** Opening Task material block **
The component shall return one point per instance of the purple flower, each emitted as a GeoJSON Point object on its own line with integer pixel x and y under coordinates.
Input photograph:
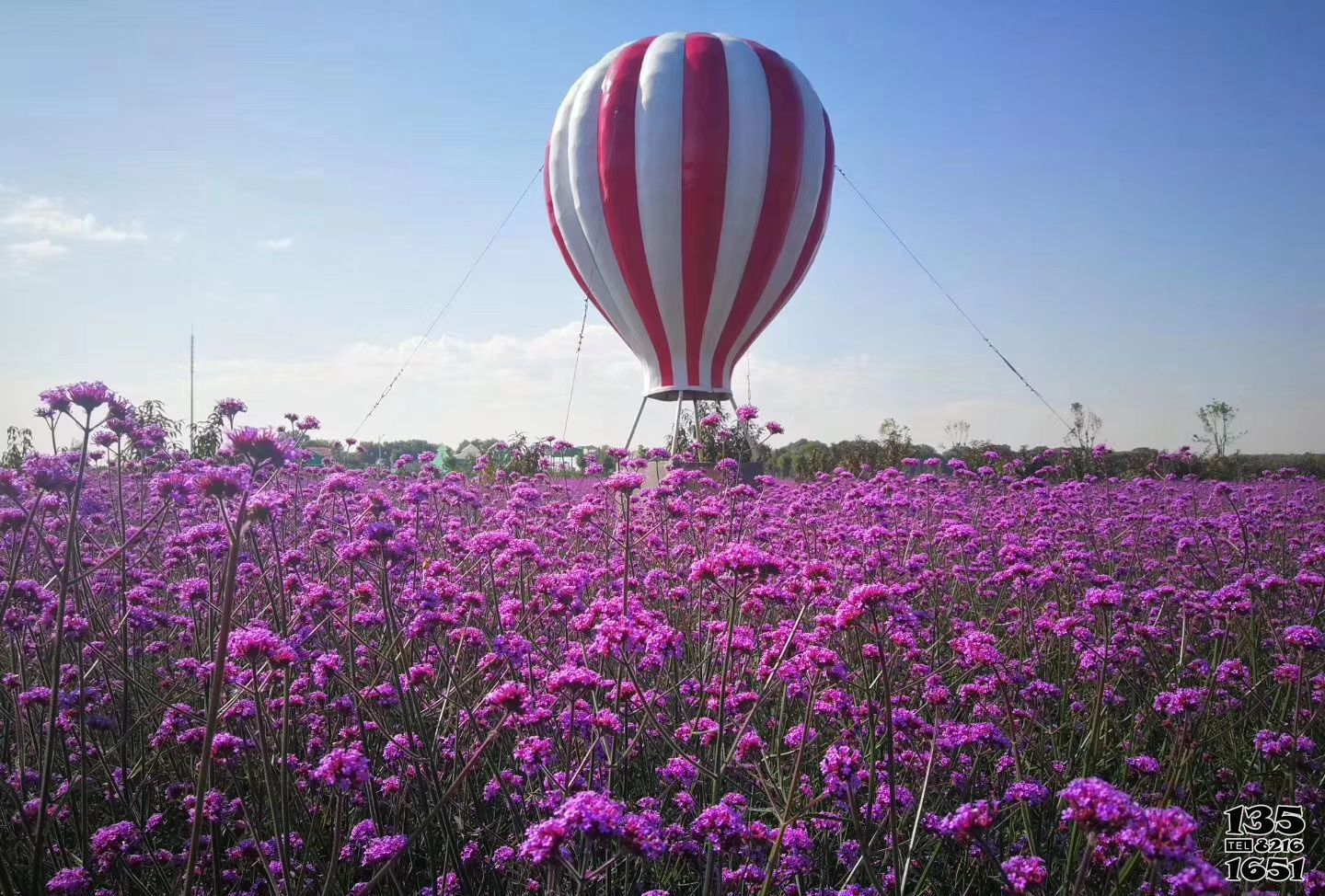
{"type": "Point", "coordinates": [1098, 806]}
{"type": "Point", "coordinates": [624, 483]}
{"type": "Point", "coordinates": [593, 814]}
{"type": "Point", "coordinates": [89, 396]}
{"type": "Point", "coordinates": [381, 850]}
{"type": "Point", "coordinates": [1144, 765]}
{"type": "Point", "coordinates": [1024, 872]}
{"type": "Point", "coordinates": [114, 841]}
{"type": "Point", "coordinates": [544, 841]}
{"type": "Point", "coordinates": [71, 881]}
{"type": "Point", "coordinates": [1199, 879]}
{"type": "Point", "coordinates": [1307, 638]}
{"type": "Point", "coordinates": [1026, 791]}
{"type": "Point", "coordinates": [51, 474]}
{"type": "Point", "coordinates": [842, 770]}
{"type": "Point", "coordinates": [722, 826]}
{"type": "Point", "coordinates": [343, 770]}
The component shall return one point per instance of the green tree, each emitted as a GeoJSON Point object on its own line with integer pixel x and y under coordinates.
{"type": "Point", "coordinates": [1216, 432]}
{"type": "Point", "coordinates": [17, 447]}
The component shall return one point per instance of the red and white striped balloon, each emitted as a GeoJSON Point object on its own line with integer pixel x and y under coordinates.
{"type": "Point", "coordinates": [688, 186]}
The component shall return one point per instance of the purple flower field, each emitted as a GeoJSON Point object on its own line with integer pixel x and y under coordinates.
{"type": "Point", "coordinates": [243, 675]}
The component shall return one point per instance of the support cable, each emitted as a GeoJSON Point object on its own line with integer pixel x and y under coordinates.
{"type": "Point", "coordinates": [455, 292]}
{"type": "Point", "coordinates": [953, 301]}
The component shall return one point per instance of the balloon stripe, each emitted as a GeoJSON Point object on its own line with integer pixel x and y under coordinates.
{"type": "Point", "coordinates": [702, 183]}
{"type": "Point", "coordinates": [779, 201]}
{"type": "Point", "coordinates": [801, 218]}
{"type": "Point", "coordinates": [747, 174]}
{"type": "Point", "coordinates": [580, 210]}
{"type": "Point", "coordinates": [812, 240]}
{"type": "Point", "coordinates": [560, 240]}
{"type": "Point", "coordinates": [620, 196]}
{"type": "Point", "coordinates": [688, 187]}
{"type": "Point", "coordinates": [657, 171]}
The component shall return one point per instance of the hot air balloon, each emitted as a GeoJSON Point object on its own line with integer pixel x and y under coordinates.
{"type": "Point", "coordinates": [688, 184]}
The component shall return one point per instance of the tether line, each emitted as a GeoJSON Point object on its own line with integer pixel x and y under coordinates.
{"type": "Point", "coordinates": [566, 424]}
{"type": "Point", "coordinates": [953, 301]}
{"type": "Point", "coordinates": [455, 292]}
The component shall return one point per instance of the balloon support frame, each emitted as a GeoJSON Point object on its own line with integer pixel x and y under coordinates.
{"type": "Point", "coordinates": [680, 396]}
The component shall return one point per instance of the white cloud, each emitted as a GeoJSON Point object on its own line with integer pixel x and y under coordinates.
** Closing Task material block **
» About this exercise
Repeat each of the records exactly as written, except for the pictures, which are to be left out.

» Response box
The component shall return one point per instance of the purple flower, each emitted as a GeoJSON Point object on its own line with integer pixel x and y under coordinates.
Input photograph:
{"type": "Point", "coordinates": [1098, 806]}
{"type": "Point", "coordinates": [624, 483]}
{"type": "Point", "coordinates": [593, 814]}
{"type": "Point", "coordinates": [89, 396]}
{"type": "Point", "coordinates": [381, 850]}
{"type": "Point", "coordinates": [1144, 765]}
{"type": "Point", "coordinates": [1024, 872]}
{"type": "Point", "coordinates": [114, 841]}
{"type": "Point", "coordinates": [544, 841]}
{"type": "Point", "coordinates": [71, 881]}
{"type": "Point", "coordinates": [1199, 879]}
{"type": "Point", "coordinates": [1307, 638]}
{"type": "Point", "coordinates": [1026, 791]}
{"type": "Point", "coordinates": [51, 474]}
{"type": "Point", "coordinates": [842, 770]}
{"type": "Point", "coordinates": [722, 826]}
{"type": "Point", "coordinates": [343, 770]}
The component shall return one point per instance of the green tree, each emitted as a GeoJSON Point object on its own line with integer pixel x and y under coordinates.
{"type": "Point", "coordinates": [1216, 432]}
{"type": "Point", "coordinates": [17, 447]}
The component shall return one point per instance of the red and white striped balloon, each emitted as a GeoJSON Point object on its own line with integer pixel x and y under coordinates.
{"type": "Point", "coordinates": [688, 186]}
The component shall return one point per instance of the purple flower field, each emitted as a GeoJSON Point object on its own line with integer pixel x and y under coordinates.
{"type": "Point", "coordinates": [243, 675]}
The component shall return one point per instance of the support cable, each emitted as a GeoJSON Point object on its own line with integer pixel x and y under coordinates.
{"type": "Point", "coordinates": [455, 292]}
{"type": "Point", "coordinates": [953, 301]}
The component shall return one point per instance of the balloon stripe, each emitted as a GeoJSON Point object on its own line with integer pixel x and y under coordinates.
{"type": "Point", "coordinates": [702, 183]}
{"type": "Point", "coordinates": [779, 201]}
{"type": "Point", "coordinates": [801, 218]}
{"type": "Point", "coordinates": [747, 174]}
{"type": "Point", "coordinates": [580, 210]}
{"type": "Point", "coordinates": [812, 240]}
{"type": "Point", "coordinates": [560, 240]}
{"type": "Point", "coordinates": [620, 196]}
{"type": "Point", "coordinates": [688, 187]}
{"type": "Point", "coordinates": [657, 171]}
The component shall return one point per instance of the hot air balloon, each emitted as a GeoJSON Point object on its own line with integer pixel x and y under coordinates.
{"type": "Point", "coordinates": [688, 184]}
The component shall return one point per instance of the tether line, each emitted as a GeoJSON Point object on its own line with integer pixel x and y under coordinates.
{"type": "Point", "coordinates": [566, 424]}
{"type": "Point", "coordinates": [953, 301]}
{"type": "Point", "coordinates": [455, 292]}
The component shall return one point per instance of the balloon support frame, each emitted as a GeoJSON Point object on its own line with integer pixel x and y under coordinates.
{"type": "Point", "coordinates": [680, 396]}
The component shall return one point per instance of the white cloud, each emitted as a GeoJSON Point object on its own line with integer pixel x and y under coordinates.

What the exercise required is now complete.